* **ASSIGNED TASK 1**
In the deer-management passage, how many landowners were each offered $2,000 to remove DeNicola from their property?
* **ASSIGNED TASK 2**
Reproduce the deer-management passage word for word between "I was told that" and "weapon against hunters.", inclusive.

I have seen every edible bush and seedling browsed, first to anemic desuetude, and then to death. I have seen every edible tree defoliated to the height of a saddlehorn.

Such a mountain looks as if someone had given God a new pruning shears, and forbidden Him all other excise. In the end the starved bones of the hoped for deer herd, dead of its own too-much, bleach with the bones of the dead sage, or molder under the high-lined junipers.’”
....

“In September 1984, after Boston magazine had asked me to write about the Crane controversy, I queried Friends of Animals about the humaneness of starvation as a management strategy.

I was told that it’s painless because Mahatma Gandhi, while fasting, claimed to have been comfortable enough. With that, Friends presented me with a pamphlet entitled “10 Easy Steps to Ban All Hunting!” in which I was instructed to, for example, deploy cow dung as a weapon against hunters.

People who anoint themselves with skunk musk to hide their scent, then pull steaming entrails out of deer were supposed to flee from meadow muffins.”
...

“Before White Buffalo (Inc.) began culling deer in Princeton, New Jersey, in February 2001, the town’s deer-automobile collisions were up 337 a year, the highest DeNicola has seen in any municipality. Deer were crashing through picture windows and landing in laps, thrashing and gushing blood.

Game wardens were patrolling by helicopter to keep people from feeding deer. Animal-rights advocates delayed the cull with lawsuits. They demanded immunocontraception and trap-and-transfer.

They drew deer away from DeNicola’s bait sites by putting out corn (when he found the illegal bait pile, he set up there, killing 12 more animals). They offered each of 24 landowners $2,000 to kick DeNicola off their property (none accepted).

They punctured his truck tires. They paraded with placards. They held candlelight vigils for the departed ungulates. DeNicola, who views such antics as normal working conditions, rates the Princeton project ‘highly successful.’”
 

astound

New member
"Last year's decision to have sharpshooters pick off eight of the animals triggered a firestorm of protest. "

A firestorm of protest ?


:barf:

"Thanks to its adaptability and the disappearance of natural predators--especially the wolf and the cougar--deer have made an amazing recovery, with the population again hovering around 35 million, Labisky said."

35 million deer. Save money. Don't go to burger king this deer season.

35 million deer = MMM..... MMM..... Good!
 

Kaylee

New member
maybe it's just me, but it leads me to think that maybe.. just maybe, they're deploying sharpshooters against the wrong overpopulated herds of grazers.

-K



oh yeah.... :p
one Final Solution and forced sterilzation drive is enough for one century, I think... tempting as the prospect sometimes is.

* **INFORMATION GIVEN**
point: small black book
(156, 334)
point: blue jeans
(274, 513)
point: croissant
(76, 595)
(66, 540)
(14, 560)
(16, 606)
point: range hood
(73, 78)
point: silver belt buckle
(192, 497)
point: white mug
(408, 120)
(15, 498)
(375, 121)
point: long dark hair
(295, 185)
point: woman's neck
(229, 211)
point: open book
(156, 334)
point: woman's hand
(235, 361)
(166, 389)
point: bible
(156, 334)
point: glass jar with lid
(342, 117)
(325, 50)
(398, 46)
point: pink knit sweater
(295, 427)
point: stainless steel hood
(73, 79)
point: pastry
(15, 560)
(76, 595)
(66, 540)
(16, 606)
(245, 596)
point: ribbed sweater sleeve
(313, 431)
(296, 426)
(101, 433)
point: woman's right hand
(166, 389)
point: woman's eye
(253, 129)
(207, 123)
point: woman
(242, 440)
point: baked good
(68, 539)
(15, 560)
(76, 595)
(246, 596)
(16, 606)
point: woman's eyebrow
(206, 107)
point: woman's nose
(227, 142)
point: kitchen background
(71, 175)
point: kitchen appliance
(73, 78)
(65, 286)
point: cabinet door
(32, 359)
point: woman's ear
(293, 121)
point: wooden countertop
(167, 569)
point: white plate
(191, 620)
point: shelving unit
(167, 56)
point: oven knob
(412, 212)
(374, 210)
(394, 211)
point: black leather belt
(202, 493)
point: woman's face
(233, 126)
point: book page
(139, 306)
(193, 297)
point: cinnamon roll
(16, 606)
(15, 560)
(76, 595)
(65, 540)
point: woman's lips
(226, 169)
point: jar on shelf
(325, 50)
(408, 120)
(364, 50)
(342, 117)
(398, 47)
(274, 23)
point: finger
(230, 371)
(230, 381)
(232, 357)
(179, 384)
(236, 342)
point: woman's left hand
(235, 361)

* **YOUR RESPONSE 1**
24

* **YOUR RESPONSE 2**
I was told that it’s painless because Mahatma Gandhi, while fasting, claimed to have been comfortable enough. With that, Friends presented me with a pamphlet entitled “10 Easy Steps to Ban All Hunting!” in which I was instructed to, for example, deploy cow dung as a weapon against hunters.